== Exercise details ==
Only the lines holding the string "field" are needed; copy each of them from the data.
** Opening Dataset content block **
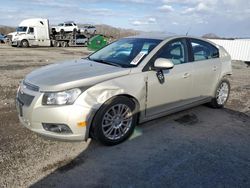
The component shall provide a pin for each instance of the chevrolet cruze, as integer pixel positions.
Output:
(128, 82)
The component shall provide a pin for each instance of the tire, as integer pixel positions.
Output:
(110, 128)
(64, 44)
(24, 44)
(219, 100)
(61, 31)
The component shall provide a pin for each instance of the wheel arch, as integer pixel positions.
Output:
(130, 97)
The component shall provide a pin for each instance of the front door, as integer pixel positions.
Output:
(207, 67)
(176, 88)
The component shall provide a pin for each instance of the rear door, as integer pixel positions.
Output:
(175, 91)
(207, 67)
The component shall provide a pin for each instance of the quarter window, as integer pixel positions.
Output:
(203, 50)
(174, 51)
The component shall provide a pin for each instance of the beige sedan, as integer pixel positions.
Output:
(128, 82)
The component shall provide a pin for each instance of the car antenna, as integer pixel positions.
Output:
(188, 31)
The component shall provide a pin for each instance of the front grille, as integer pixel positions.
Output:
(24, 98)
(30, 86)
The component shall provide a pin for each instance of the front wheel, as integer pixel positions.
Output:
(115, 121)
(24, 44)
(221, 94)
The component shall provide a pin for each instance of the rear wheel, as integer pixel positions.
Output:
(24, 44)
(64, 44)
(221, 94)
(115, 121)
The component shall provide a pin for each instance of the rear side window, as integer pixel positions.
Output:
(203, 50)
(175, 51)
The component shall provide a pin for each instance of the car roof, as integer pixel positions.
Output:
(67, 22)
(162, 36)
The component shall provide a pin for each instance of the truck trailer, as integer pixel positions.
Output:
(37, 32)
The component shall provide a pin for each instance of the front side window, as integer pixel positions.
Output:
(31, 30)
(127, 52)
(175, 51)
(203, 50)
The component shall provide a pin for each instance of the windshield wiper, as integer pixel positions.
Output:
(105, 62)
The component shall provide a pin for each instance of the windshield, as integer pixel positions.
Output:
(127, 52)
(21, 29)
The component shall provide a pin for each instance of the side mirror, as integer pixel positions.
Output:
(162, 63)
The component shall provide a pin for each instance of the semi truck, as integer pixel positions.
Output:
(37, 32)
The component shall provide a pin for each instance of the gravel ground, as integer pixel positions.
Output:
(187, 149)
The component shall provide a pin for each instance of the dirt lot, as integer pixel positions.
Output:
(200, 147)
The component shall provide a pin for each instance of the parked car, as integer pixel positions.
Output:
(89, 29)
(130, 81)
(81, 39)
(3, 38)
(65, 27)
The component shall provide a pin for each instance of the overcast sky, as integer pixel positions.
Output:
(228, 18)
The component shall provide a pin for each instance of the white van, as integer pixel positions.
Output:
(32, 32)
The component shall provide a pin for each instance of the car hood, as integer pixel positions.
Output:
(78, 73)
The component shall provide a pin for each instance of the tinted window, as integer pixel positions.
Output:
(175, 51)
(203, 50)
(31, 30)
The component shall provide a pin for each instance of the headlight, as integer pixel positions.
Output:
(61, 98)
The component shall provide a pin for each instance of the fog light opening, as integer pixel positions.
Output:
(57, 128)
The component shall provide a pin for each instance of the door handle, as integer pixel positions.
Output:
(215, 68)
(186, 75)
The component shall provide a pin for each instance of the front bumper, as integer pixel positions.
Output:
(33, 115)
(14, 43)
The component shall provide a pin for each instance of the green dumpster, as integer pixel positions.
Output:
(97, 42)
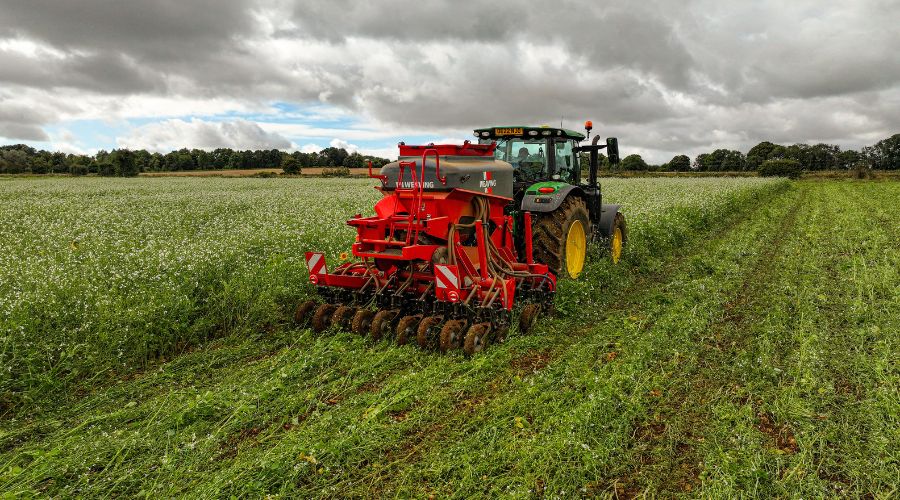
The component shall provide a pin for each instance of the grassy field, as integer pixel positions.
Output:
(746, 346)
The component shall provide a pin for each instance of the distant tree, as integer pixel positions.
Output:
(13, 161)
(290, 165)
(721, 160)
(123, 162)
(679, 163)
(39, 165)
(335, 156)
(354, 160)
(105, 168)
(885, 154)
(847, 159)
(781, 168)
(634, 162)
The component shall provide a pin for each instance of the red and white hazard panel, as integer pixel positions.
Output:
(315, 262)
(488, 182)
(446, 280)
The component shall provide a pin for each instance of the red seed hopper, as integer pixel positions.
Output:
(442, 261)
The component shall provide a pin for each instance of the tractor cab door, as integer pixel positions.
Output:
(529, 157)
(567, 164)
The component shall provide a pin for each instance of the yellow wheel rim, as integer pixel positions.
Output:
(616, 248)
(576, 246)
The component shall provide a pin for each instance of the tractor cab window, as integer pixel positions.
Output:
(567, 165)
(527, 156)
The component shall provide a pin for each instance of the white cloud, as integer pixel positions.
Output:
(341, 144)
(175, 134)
** Closing Dataset content block **
** Opening Dataset content block **
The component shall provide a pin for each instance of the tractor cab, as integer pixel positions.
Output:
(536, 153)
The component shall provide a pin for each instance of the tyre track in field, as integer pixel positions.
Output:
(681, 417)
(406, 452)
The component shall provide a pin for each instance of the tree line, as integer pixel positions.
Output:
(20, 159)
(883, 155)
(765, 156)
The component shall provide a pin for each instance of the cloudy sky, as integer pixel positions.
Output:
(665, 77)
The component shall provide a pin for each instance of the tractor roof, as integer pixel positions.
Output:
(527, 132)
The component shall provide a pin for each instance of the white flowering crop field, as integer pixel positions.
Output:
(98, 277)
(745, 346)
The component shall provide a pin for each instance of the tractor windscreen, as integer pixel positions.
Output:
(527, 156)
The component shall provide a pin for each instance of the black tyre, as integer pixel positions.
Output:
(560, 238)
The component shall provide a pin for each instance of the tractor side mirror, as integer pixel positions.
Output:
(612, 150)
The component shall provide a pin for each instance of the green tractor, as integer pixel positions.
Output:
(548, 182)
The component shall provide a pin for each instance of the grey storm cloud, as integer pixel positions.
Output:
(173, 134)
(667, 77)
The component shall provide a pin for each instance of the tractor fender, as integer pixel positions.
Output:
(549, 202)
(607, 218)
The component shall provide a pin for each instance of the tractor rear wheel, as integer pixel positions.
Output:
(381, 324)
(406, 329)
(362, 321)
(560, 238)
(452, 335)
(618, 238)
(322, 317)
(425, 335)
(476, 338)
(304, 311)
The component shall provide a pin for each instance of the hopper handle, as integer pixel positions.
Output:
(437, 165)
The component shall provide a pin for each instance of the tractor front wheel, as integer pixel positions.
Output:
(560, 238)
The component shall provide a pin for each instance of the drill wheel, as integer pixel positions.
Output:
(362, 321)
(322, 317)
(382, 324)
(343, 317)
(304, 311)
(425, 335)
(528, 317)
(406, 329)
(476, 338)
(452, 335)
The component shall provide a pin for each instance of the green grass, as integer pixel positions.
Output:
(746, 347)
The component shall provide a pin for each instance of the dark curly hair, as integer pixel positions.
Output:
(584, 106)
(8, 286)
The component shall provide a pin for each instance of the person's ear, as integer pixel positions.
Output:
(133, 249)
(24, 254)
** Closing Dataset content block **
** Opening Dataset content block **
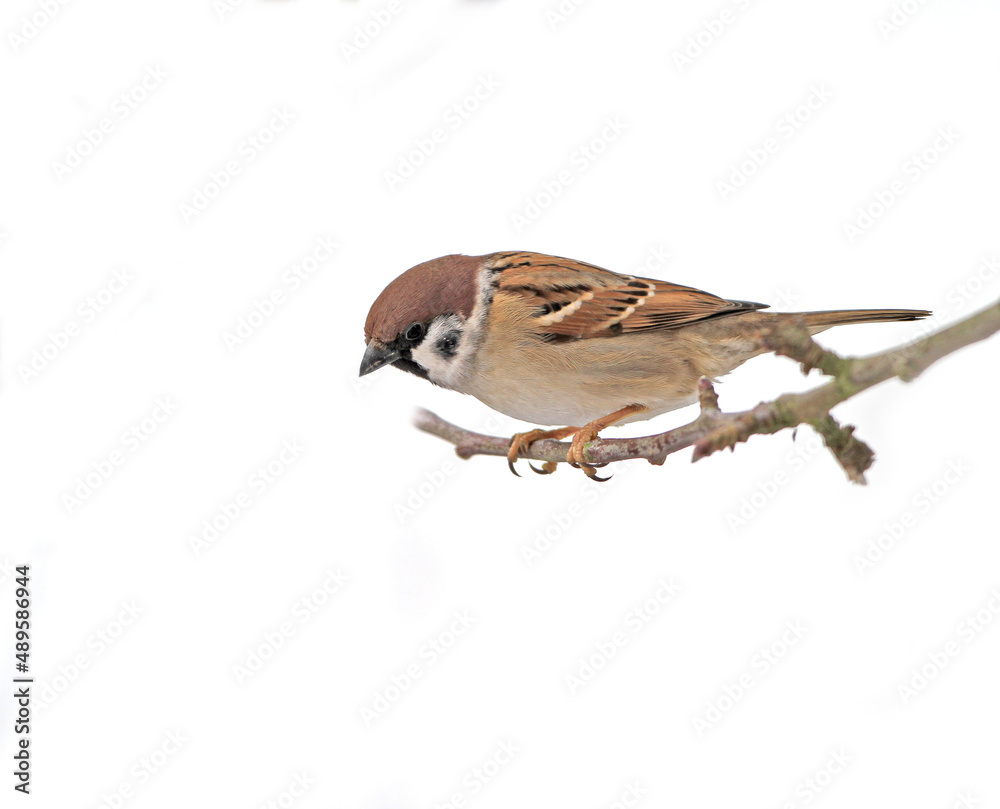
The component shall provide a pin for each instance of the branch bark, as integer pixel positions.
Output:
** Closing Dataset content block **
== Output for this task ==
The component shall provide a pin for each instance of the grassy field, as integer pixel positions.
The component shall provide a pin for each instance of the tyre track in field, as integer pixel positions.
The component shall provide a pin for each instance of the white flowering crop field, as integer pixel positions.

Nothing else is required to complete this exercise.